▸ Instructions to follow
Would you reproduce the data below exactly, please, leaving out its images?

▸ Point-per-instance localization data
==========

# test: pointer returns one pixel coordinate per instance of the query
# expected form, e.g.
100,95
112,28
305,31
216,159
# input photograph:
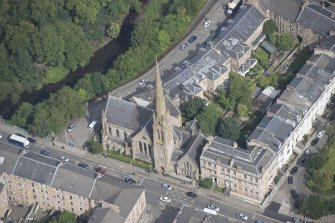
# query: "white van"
209,211
92,125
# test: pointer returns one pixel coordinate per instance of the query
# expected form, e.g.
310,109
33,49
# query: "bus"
19,140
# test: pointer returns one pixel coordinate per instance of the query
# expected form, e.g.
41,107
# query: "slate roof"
127,114
35,170
252,160
314,17
105,215
289,9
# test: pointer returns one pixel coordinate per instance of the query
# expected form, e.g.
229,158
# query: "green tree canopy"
208,119
64,217
228,128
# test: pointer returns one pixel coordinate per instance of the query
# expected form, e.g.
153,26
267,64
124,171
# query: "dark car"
83,165
192,39
290,180
314,141
294,170
31,140
191,194
100,170
130,181
45,153
302,162
294,194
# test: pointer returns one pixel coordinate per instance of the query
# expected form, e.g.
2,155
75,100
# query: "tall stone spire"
160,102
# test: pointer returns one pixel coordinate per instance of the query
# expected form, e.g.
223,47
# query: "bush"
206,183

==========

▸ Problem solution
# test: pointer returns one pixel coordinate per instance of the query
# expected form, e.g.
100,95
112,28
305,31
216,159
# input photograph:
# query: "white van"
209,211
92,125
# test: pointer returns one pixel coordinate per instance of the query
# expected form, e.g.
310,109
33,49
# query: "bus"
19,140
# test: pointer returns one pixel coordinate per instance of the query
# expected form, e.g.
41,107
# query: "slate roof"
127,114
35,170
252,160
314,17
105,215
289,9
# test: pointer returns one pixel coordinate per instance of the query
# expected form, e.g.
229,158
# query: "green tree canopy"
208,119
64,217
228,128
# test: pointer returns one pixel coordinate per instance of the query
# expected form, e.g.
153,26
267,64
124,171
# query: "dark car"
83,165
192,39
290,180
314,141
294,170
31,140
191,194
100,170
130,181
45,153
302,162
294,194
# test: pointer returns one pixel coordinate per instance of the query
# expected form, e.g.
2,155
75,100
# query: "tall stone spire"
160,102
# test: pointer returns one pixel coordinate per instance of the query
# expected form, e.g.
223,47
# query: "bush"
206,183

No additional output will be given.